▶ **Source extract**:
────

NOTES TO CONDENSED FINANCIAL STATEMENTS

Note 1 —  Basis of Presentation

These condensed parent only financial statements of Energy XXI (Bermuda) Limited (the “Company”) do not include all of the information and notes normally included with financial statements prepared in accordance with U.S. GAAP and therefore, should be read in conjunction with the consolidated financial statements and notes thereto of the Company, included in this Annual Report on Form 10-K. The Company’s investments in its wholly-owned subsidiaries are accounted for under the equity method.

Energy XXI Gulf Coast, Inc.’s (“EGC”) credit agreement restricts the ability of EGC to make any dividend or other distributions to the Company, subject to certain exceptions. As of June 30, 2014, the total restricted net assets were approximately $1.38 billion. Accordingly, these condensed parent only financial statements have been prepared pursuant to Rule 5-04 of Regulation S-X of the Securities Exchange Act of 1934, as amended.

Note 2 —  Notes Receivable

The Company has advanced $171 million under promissory notes to its wholly owned subsidiary, which bear a simple interest rate of 9.75% per annum. Interest on notes receivable amounted to approximately $16.7 million, $16.7 million and $16.7 million for the years ended June 30, 2014, June 30, 2013 and June 30, 2012, respectively.

Note 3 —  Long-Term Debt

On November 18, 2013, the Company sold $400 million face value of 3.0% Senior Convertible Notes due 2018 (the “3.0% Senior Convertible Notes”). The Company incurred underwriting and direct offering costs of $7.6 million which have been capitalized and will be amortized over the life of the 3.0% Senior Convertible Notes The 3.0% Senior Convertible Notes are convertible into cash, shares of common stock or a combination of cash and shares of common stock, at the Company’s election, based on an initial conversion rate of 24.7523 shares of common stock per $1,000 principal amount of the 3.0% Senior Convertible Notes (equivalent to an initial conversion price of approximately $40.40 per share of common stock). The conversion rate, and thus the conversion price, may be adjusted under certain circumstances as described in the indenture governing the 3.0% Senior Convertible Notes.

────

▶ **Extracted information**:
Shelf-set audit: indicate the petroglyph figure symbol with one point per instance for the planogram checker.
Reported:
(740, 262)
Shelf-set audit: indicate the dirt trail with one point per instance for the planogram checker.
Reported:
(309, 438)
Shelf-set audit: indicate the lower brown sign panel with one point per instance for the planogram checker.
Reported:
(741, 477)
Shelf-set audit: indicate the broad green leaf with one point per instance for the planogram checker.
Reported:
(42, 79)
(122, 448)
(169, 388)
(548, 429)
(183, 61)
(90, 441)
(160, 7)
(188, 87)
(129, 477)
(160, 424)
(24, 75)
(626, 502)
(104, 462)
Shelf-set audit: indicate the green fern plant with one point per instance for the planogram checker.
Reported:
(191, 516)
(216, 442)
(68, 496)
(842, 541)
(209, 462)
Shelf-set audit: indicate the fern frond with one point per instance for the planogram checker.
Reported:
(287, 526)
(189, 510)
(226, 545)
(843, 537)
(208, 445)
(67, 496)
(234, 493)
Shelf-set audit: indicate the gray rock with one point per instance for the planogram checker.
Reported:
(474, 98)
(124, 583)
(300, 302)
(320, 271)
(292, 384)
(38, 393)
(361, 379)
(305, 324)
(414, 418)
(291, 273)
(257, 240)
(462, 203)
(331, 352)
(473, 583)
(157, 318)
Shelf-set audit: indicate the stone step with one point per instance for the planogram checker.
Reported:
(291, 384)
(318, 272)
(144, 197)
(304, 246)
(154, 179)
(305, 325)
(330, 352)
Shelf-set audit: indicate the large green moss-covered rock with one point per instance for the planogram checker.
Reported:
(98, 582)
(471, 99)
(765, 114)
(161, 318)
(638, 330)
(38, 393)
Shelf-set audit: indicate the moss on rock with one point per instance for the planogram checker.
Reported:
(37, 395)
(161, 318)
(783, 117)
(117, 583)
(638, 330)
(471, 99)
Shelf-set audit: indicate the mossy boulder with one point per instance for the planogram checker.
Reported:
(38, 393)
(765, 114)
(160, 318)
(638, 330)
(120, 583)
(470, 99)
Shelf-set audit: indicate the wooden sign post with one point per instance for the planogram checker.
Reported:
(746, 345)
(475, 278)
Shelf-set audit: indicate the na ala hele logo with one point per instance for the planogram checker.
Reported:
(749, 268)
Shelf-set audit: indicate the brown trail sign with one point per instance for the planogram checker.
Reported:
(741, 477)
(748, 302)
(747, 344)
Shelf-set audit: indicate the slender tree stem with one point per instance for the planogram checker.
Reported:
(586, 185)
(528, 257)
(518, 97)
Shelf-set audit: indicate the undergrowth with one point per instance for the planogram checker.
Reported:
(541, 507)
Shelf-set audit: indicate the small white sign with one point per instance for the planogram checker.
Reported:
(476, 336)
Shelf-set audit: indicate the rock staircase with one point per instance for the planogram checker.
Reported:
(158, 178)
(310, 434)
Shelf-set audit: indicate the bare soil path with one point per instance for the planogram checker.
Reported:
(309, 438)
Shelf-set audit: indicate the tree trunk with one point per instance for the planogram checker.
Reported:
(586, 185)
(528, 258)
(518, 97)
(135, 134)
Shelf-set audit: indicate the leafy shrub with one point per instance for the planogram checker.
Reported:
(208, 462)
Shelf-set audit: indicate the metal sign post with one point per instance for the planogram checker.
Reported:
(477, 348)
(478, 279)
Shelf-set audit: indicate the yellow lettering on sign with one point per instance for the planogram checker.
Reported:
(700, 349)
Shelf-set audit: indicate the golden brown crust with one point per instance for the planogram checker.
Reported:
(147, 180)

────

▶ **Required work**:
**1)** In the financial notes, what simple interest rate do the promissory notes to the wholly owned subsidiary carry?
**2)** From the financial notes, repeat the passage starting with "Note 1 —  Basis" and going on through "the equity method.".
You won't need the records for this.

▶ **Solved tasks**:
**1)** 9.75% per annum.

**2)**
Note 1 —  Basis of Presentation

These condensed parent only financial statements of Energy XXI (Bermuda) Limited (the “Company”) do not include all of the information and notes normally included with financial statements prepared in accordance with U.S. GAAP and therefore, should be read in conjunction with the consolidated financial statements and notes thereto of the Company, included in this Annual Report on Form 10-K. The Company’s investments in its wholly-owned subsidiaries are accounted for under the equity method.